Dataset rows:
--- BEGIN ---

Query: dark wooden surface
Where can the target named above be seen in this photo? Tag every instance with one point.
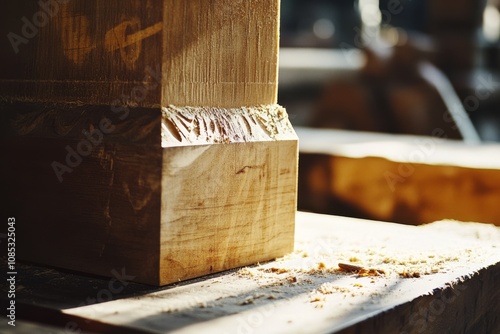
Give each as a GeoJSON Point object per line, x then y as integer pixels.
{"type": "Point", "coordinates": [105, 213]}
{"type": "Point", "coordinates": [88, 51]}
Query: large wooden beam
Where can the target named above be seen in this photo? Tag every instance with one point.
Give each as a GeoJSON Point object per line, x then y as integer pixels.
{"type": "Point", "coordinates": [145, 135]}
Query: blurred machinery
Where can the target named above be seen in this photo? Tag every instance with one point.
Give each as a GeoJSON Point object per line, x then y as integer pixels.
{"type": "Point", "coordinates": [360, 65]}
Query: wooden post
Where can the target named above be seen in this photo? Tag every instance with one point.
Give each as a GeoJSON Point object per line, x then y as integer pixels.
{"type": "Point", "coordinates": [145, 136]}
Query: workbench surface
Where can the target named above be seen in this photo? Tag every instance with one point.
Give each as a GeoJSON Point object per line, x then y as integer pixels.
{"type": "Point", "coordinates": [436, 278]}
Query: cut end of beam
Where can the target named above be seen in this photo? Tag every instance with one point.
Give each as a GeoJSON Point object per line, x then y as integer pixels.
{"type": "Point", "coordinates": [185, 126]}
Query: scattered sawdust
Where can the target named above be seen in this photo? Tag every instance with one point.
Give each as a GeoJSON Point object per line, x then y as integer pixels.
{"type": "Point", "coordinates": [317, 266]}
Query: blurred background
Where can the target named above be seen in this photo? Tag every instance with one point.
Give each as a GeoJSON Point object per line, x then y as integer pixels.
{"type": "Point", "coordinates": [369, 72]}
{"type": "Point", "coordinates": [357, 64]}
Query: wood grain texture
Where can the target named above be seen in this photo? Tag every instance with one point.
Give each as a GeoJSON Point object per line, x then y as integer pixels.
{"type": "Point", "coordinates": [229, 189]}
{"type": "Point", "coordinates": [124, 178]}
{"type": "Point", "coordinates": [127, 202]}
{"type": "Point", "coordinates": [460, 297]}
{"type": "Point", "coordinates": [206, 64]}
{"type": "Point", "coordinates": [204, 53]}
{"type": "Point", "coordinates": [405, 179]}
{"type": "Point", "coordinates": [104, 210]}
{"type": "Point", "coordinates": [88, 51]}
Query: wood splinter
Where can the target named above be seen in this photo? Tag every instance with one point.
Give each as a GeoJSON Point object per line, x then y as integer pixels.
{"type": "Point", "coordinates": [361, 271]}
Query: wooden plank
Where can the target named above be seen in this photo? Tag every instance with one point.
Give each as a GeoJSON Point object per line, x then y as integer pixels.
{"type": "Point", "coordinates": [84, 202]}
{"type": "Point", "coordinates": [405, 179]}
{"type": "Point", "coordinates": [87, 51]}
{"type": "Point", "coordinates": [305, 291]}
{"type": "Point", "coordinates": [168, 192]}
{"type": "Point", "coordinates": [96, 52]}
{"type": "Point", "coordinates": [243, 210]}
{"type": "Point", "coordinates": [206, 65]}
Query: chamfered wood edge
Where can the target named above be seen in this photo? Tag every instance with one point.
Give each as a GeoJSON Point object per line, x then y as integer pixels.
{"type": "Point", "coordinates": [184, 126]}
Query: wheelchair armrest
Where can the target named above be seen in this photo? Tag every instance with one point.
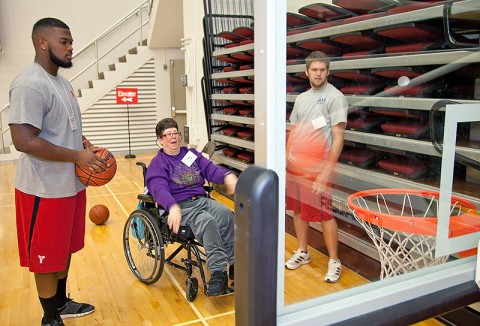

--- END ---

- Task statement
Please write out again the part of the items that opens with the line containing "Query: chamfered wood edge" and closes at the end of the items, keeping every line and raising each point coordinate in the answers by 5. Leave the pictures out.

- Solved exercise
Query: chamfered wood edge
Where can the target named above be seen in this photo? Tag every instance with one point.
Give each as a GeoJSON Point object per line, x then y as integer pixels.
{"type": "Point", "coordinates": [189, 131]}
Query: wheelchair armrest
Where can the target named above be seen in this photo? Tag every instance with one point.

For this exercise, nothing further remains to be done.